REQUIRED WORK:
When a picture appears among the records, leave it out, and copy all else exactly.

== EXERCISE MATERIAL

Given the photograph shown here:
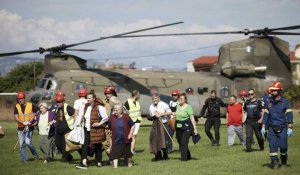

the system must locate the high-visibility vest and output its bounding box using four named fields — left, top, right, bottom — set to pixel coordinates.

left=127, top=98, right=142, bottom=122
left=56, top=103, right=74, bottom=130
left=16, top=102, right=35, bottom=128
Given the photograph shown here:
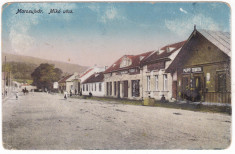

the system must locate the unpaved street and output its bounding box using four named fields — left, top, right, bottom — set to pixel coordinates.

====

YOUR RESPONSE:
Given the photograph shown here:

the system must locate the high-visibility vest and output its bounding box using four named fields — left, top, right, bottom — set to pixel coordinates.

left=127, top=98, right=142, bottom=122
left=56, top=103, right=74, bottom=130
left=16, top=102, right=35, bottom=128
Given the photograph shown here:

the system must locate the unpaved street and output its bounding box using four named fields — left, top, right, bottom — set to pixel coordinates.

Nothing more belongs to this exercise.